**Instruction**
Retype each line of the material exactly, please, skipping any picture in it.
--- start Exercise material ---
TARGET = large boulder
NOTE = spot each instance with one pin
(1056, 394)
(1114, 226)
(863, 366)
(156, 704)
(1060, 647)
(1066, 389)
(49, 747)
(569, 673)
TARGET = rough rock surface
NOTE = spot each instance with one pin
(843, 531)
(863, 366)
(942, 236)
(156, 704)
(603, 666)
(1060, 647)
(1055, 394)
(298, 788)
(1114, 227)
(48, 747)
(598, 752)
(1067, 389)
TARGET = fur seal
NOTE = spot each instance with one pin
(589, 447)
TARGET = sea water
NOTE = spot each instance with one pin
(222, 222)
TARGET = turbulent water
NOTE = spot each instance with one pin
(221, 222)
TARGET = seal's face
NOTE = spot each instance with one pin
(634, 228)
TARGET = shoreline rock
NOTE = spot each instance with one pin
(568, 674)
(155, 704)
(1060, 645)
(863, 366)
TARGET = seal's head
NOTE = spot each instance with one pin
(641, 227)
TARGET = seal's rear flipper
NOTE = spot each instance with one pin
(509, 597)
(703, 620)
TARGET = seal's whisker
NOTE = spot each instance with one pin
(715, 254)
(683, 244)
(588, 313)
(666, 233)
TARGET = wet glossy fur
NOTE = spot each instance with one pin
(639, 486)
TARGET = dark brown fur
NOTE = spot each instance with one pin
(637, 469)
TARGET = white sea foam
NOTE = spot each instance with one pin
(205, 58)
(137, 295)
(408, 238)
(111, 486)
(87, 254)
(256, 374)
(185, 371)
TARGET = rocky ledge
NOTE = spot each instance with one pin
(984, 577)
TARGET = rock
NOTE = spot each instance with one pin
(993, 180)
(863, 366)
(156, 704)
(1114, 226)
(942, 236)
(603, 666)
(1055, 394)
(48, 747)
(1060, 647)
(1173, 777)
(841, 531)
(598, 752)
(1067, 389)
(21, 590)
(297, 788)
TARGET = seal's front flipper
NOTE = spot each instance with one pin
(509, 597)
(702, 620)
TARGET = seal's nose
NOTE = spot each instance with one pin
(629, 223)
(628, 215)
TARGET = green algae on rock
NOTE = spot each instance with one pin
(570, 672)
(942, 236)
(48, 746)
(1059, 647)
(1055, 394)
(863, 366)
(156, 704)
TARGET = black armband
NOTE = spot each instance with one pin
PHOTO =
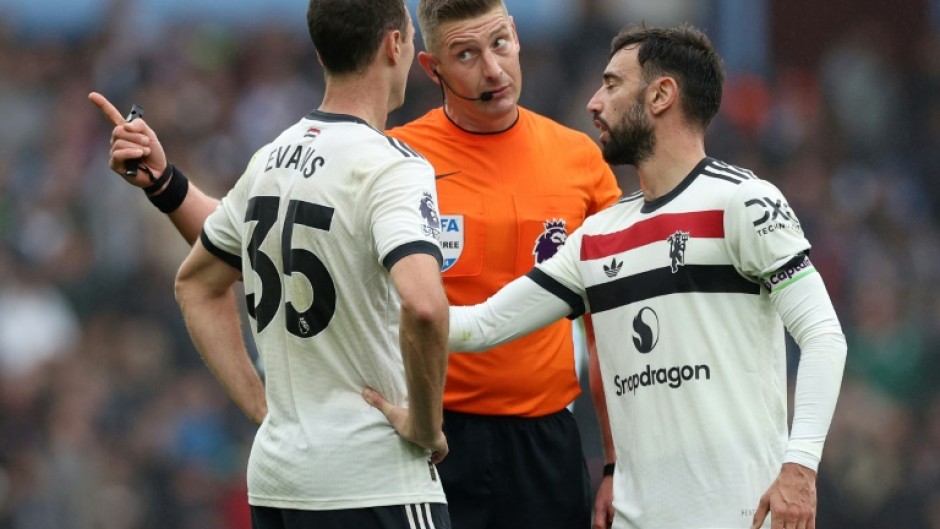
(170, 199)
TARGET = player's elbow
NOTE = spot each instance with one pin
(426, 311)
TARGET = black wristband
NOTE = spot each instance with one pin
(158, 182)
(174, 194)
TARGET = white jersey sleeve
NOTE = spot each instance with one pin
(561, 276)
(403, 212)
(514, 311)
(222, 231)
(807, 312)
(767, 244)
(762, 232)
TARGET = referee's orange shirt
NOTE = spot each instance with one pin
(507, 200)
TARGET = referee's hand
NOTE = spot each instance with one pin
(400, 419)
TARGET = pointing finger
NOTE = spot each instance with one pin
(110, 112)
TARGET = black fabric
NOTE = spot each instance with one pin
(172, 197)
(387, 517)
(412, 248)
(507, 472)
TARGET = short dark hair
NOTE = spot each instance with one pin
(433, 13)
(683, 52)
(347, 33)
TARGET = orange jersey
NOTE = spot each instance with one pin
(507, 201)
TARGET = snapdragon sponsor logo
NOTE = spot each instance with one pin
(646, 333)
(672, 377)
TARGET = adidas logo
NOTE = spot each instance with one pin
(614, 267)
--- end Exercise material ---
**Result for this exercise**
TARGET = large boulder
NOTE = spot each instance with one pin
(1056, 394)
(1114, 226)
(863, 366)
(156, 704)
(1060, 647)
(1066, 389)
(49, 747)
(569, 673)
TARGET = rough rock surface
NOTE = spot each instance with one pin
(843, 531)
(863, 366)
(942, 236)
(156, 704)
(603, 666)
(1060, 647)
(1055, 394)
(298, 788)
(1114, 227)
(48, 747)
(598, 752)
(1067, 389)
TARGET = fur seal
NOTE = spot each instance with one pin
(589, 447)
TARGET = sea water
NOTE = spot each instance with one pin
(222, 222)
TARGET = turbulent water
NOTE = spot each instance with one pin
(221, 222)
TARGET = seal's face
NOTE = spot each instance with one pin
(634, 228)
TARGET = shoreline rock
NOTE = spot each instance with one pin
(568, 674)
(155, 704)
(1060, 645)
(863, 366)
TARGET = seal's head
NOTE = spot each instance with one pin
(641, 227)
TARGET = seal's rear flipper
NOTE = spot each instance with one pin
(509, 597)
(703, 620)
TARGET = seal's whisker
NOTE = spot each instance with one pin
(715, 254)
(683, 244)
(588, 313)
(666, 233)
TARGET = wet glossy fur
NOTE = spot each instance with one pin
(639, 486)
TARGET = dark brown fur
NOTE = spot each instance with one pin
(637, 469)
TARGET = white sea foam
NOTE = spot each instance with one pin
(205, 58)
(137, 295)
(408, 238)
(111, 486)
(87, 254)
(256, 374)
(185, 371)
TARGET = rocky ledge
NOTE = spot each instance with one pin
(984, 577)
TARGET = rock
NOTE = spot each instance with one pin
(993, 180)
(863, 366)
(156, 704)
(1114, 226)
(942, 236)
(603, 666)
(1055, 394)
(48, 747)
(1060, 647)
(1173, 777)
(841, 531)
(598, 752)
(1067, 389)
(21, 590)
(297, 788)
TARGET = seal's front flipper
NOTE = spot each instance with one pin
(509, 597)
(702, 620)
TARGET = seal's nose
NOTE = spot each instance with one pin
(629, 223)
(628, 215)
TARGET = green algae on rock
NOTE = spot each instance with one pin
(570, 672)
(942, 236)
(48, 746)
(1059, 647)
(1055, 394)
(863, 366)
(156, 704)
TARGET = black armband
NOTE = spot each instance with one pin
PHOTO =
(170, 199)
TARGET = player's elbow
NOTE = spot each instance with one pin
(426, 311)
TARGET = black wristband
NOTE = spot each instance with one pin
(158, 182)
(174, 194)
TARGET = white jersey sleeve
NOTE = spot each instance with one pin
(561, 276)
(403, 212)
(514, 311)
(222, 231)
(807, 312)
(767, 244)
(762, 232)
TARGET = referee's orange shirt
NOTE = spot each instance with one pin
(507, 200)
TARGET = referee's hand
NOTE = spot each instance with one pin
(400, 419)
TARGET = pointing finger
NOTE = spot each instance with one pin
(110, 112)
TARGET = black fabric
NOTE = spot each instance with one pin
(172, 197)
(387, 517)
(412, 248)
(507, 472)
TARGET = short dark hair
NOTE = spot each instance with one pin
(433, 13)
(683, 52)
(347, 33)
TARGET = orange jersey
NOTE = spot each instance with one pin
(507, 201)
TARGET = snapdragon sponsor logo
NOTE = spot each instance with one pin
(646, 333)
(672, 377)
TARGET = adidas logo
NOTE = spot each instance with one pin
(614, 267)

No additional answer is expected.